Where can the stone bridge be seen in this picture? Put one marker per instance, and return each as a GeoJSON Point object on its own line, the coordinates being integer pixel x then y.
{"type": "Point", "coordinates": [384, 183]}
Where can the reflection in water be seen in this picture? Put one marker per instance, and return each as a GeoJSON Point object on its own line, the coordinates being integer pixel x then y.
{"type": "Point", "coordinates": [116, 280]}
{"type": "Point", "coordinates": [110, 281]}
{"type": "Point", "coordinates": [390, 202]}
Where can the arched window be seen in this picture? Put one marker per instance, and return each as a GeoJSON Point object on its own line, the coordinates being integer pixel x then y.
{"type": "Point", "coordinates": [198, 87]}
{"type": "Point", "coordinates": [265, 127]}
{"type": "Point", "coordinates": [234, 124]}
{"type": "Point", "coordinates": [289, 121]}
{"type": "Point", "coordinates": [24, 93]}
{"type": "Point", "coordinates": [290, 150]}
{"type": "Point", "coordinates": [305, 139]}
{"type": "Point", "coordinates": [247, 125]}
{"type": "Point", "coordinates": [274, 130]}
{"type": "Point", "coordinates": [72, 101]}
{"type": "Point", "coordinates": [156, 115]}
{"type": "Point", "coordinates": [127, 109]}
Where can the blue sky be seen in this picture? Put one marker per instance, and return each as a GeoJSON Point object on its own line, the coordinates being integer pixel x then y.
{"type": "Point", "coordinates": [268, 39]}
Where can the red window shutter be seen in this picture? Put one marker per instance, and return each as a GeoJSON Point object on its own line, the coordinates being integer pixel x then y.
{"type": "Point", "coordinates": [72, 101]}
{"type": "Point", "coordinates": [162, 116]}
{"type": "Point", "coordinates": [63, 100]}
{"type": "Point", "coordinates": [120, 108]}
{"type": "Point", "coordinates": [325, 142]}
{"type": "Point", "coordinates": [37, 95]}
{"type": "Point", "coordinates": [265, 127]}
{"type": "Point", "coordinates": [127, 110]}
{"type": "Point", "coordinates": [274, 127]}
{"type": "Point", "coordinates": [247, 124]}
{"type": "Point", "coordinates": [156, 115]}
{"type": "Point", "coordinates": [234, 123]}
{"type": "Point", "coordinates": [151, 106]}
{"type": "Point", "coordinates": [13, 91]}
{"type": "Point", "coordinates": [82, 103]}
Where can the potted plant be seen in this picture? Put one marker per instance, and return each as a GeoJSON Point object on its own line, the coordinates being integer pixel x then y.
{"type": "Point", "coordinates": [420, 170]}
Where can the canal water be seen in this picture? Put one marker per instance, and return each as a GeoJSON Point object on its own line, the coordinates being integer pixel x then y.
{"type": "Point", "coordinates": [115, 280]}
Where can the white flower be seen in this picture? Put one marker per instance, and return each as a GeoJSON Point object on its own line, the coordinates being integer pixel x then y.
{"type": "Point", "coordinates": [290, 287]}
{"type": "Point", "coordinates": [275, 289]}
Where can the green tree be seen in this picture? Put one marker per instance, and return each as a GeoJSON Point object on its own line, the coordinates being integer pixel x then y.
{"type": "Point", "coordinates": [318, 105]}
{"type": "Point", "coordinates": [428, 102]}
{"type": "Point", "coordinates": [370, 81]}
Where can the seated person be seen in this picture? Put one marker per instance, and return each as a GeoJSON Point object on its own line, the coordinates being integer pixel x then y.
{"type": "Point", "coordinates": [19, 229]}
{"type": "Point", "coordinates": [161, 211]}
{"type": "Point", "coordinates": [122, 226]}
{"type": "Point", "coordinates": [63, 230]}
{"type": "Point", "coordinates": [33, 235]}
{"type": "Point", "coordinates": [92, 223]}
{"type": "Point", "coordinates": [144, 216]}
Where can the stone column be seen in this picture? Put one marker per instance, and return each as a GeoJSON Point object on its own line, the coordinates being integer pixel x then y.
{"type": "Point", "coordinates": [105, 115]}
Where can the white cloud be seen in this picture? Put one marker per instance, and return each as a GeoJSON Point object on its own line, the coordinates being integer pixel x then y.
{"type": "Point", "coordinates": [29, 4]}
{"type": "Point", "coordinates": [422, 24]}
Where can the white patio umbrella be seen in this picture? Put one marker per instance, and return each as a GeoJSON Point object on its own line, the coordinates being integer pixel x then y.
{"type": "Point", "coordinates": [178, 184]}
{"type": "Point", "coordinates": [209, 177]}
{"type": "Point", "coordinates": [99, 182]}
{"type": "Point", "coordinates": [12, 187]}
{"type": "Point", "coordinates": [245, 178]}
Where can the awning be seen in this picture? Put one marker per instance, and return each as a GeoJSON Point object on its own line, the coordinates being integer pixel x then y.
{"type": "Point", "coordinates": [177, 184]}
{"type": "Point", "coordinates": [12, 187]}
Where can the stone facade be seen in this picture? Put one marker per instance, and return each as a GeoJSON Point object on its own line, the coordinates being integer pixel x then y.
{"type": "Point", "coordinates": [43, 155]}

**Request:**
Extract all of the data exactly as written.

**Task solution:**
Where can the stone bridge be seen in this picture? Put one marker per instance, and return each as a GeoJSON Point object on its own line, the coordinates being integer pixel x then y.
{"type": "Point", "coordinates": [384, 183]}
Where can the reflection in water be seen in this picture? Put one marker per instance, and return each as a GeoJSON Point object on its own line, the coordinates being integer pixel x then y.
{"type": "Point", "coordinates": [116, 280]}
{"type": "Point", "coordinates": [110, 281]}
{"type": "Point", "coordinates": [390, 202]}
Where can the arched window be seen in this picture? Put one marker per instance, and return each as a GeoJSON Point object on its own line, the coordinates being integer pixel x then y.
{"type": "Point", "coordinates": [198, 87]}
{"type": "Point", "coordinates": [265, 127]}
{"type": "Point", "coordinates": [234, 124]}
{"type": "Point", "coordinates": [289, 121]}
{"type": "Point", "coordinates": [24, 93]}
{"type": "Point", "coordinates": [290, 150]}
{"type": "Point", "coordinates": [305, 139]}
{"type": "Point", "coordinates": [247, 125]}
{"type": "Point", "coordinates": [274, 130]}
{"type": "Point", "coordinates": [72, 101]}
{"type": "Point", "coordinates": [156, 115]}
{"type": "Point", "coordinates": [127, 109]}
Where can the blue sky be seen in this picture? Put one marker per instance, and return each as a GeoJSON Point object on its own line, the coordinates being integer pixel x then y.
{"type": "Point", "coordinates": [268, 39]}
Where can the red window shutter be seen in this picture? Put one marker per instance, and return each as a GeoJSON Point object on its own line, the coordinates being integer pixel x then y.
{"type": "Point", "coordinates": [72, 101]}
{"type": "Point", "coordinates": [162, 116]}
{"type": "Point", "coordinates": [63, 100]}
{"type": "Point", "coordinates": [120, 108]}
{"type": "Point", "coordinates": [325, 142]}
{"type": "Point", "coordinates": [37, 95]}
{"type": "Point", "coordinates": [265, 127]}
{"type": "Point", "coordinates": [127, 110]}
{"type": "Point", "coordinates": [274, 127]}
{"type": "Point", "coordinates": [247, 124]}
{"type": "Point", "coordinates": [156, 115]}
{"type": "Point", "coordinates": [234, 123]}
{"type": "Point", "coordinates": [151, 106]}
{"type": "Point", "coordinates": [13, 91]}
{"type": "Point", "coordinates": [82, 103]}
Where can the potted plant be seen in this picture? Put one marker per instance, and return each as a GeoJSON Point object on its own line, the coordinates being integer pixel x then y.
{"type": "Point", "coordinates": [420, 170]}
Where can the canal water be seen in this picture? Put one marker per instance, and return each as a GeoJSON Point object on its own line, the coordinates being integer pixel x then y.
{"type": "Point", "coordinates": [115, 280]}
Where can the white flower be seen in this picture? Put one marker per instance, and return each as a GeoJSON Point object on its own line, the coordinates being integer pixel x then y.
{"type": "Point", "coordinates": [290, 287]}
{"type": "Point", "coordinates": [275, 289]}
Where can the green tree be seen in this picture? Put one marker per instance, and return each as a GeoJSON Point object on its own line, the coordinates being integer pixel x then y.
{"type": "Point", "coordinates": [318, 105]}
{"type": "Point", "coordinates": [428, 102]}
{"type": "Point", "coordinates": [370, 81]}
Where can the seated person be seen in this picture? Put one marker per instance, and return each as a GeoJSON Point object on its own line, the coordinates being integer pixel x then y.
{"type": "Point", "coordinates": [19, 229]}
{"type": "Point", "coordinates": [161, 211]}
{"type": "Point", "coordinates": [122, 226]}
{"type": "Point", "coordinates": [63, 230]}
{"type": "Point", "coordinates": [33, 235]}
{"type": "Point", "coordinates": [92, 223]}
{"type": "Point", "coordinates": [144, 216]}
Where can the stone column be seen in this picture? Put one marker per instance, and return each as a GeoJSON Point object on its own line, the coordinates being integer pixel x then y.
{"type": "Point", "coordinates": [105, 115]}
Where can the white cloud be seen in this picture? Put one marker per instance, and return each as a GeoJSON Point object on its own line, the coordinates being integer pixel x then y.
{"type": "Point", "coordinates": [29, 4]}
{"type": "Point", "coordinates": [422, 24]}
Where can the white patio umbrella be seen in this picture? Put one marker per instance, and return each as a GeoJSON Point object on its own line, the coordinates being integer pixel x then y.
{"type": "Point", "coordinates": [178, 184]}
{"type": "Point", "coordinates": [209, 177]}
{"type": "Point", "coordinates": [99, 182]}
{"type": "Point", "coordinates": [12, 187]}
{"type": "Point", "coordinates": [245, 178]}
Where can the awning be seen in this picture? Put one marker per instance, and return each as a GeoJSON Point object on its own line, the coordinates being integer pixel x then y.
{"type": "Point", "coordinates": [177, 184]}
{"type": "Point", "coordinates": [12, 187]}
Where can the stone facade be seen in this picture? Put one marker per instance, and return each as a GeoJSON Point object on its own line, the coordinates being integer pixel x then y.
{"type": "Point", "coordinates": [43, 155]}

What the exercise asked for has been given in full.